_Task objective_: Write out every one of the items below word for word, keeping each line unchanged and in its original order.

[Dataset items]

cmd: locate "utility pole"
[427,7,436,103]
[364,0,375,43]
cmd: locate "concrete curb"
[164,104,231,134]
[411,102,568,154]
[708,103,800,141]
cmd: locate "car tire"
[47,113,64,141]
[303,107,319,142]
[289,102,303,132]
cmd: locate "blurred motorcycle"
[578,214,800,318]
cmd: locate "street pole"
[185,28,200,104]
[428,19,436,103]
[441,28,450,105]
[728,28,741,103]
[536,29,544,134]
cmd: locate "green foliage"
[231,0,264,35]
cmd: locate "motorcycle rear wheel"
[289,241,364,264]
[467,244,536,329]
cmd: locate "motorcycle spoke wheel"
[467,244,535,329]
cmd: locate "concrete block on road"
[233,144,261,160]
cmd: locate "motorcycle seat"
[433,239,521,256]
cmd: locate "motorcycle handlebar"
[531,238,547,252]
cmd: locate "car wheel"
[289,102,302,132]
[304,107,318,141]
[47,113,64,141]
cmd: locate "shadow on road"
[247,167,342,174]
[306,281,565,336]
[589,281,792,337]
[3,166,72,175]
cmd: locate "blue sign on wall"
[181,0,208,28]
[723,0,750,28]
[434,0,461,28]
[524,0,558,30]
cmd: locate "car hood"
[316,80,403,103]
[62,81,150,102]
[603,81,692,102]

_The answer_:
cmd: locate "utility pole"
[427,7,436,103]
[364,0,375,43]
cmd: locate "concrete curb"
[164,104,231,134]
[411,102,568,154]
[708,103,800,141]
cmd: locate "car tire"
[47,113,64,141]
[303,107,319,142]
[289,102,303,132]
cmd: locate "blurred motorcycle"
[578,214,800,318]
cmd: locate "street pole"
[185,28,200,104]
[428,19,436,103]
[441,28,450,105]
[728,28,741,103]
[536,29,544,134]
cmd: locate "green foliage"
[231,0,264,35]
cmd: locate "motorcycle rear wheel"
[289,241,364,264]
[467,244,536,329]
cmd: locate "motorcycle spoke wheel"
[467,244,535,329]
cmd: locate "concrete block on road"
[233,144,261,160]
cmd: locate "motorcycle seat"
[433,239,521,256]
cmd: locate "motorcycle handlebar"
[531,238,547,252]
cmd: locate "car wheel"
[289,102,302,132]
[304,107,318,141]
[47,113,64,141]
cmd: locate "shadow on road"
[247,167,342,174]
[306,281,565,336]
[589,281,792,337]
[3,166,72,175]
cmd: locate "blue sign on wall"
[181,0,208,28]
[723,0,750,28]
[434,0,461,28]
[524,0,558,30]
cmd: locate "car hood"
[316,80,403,103]
[62,81,150,102]
[603,81,692,102]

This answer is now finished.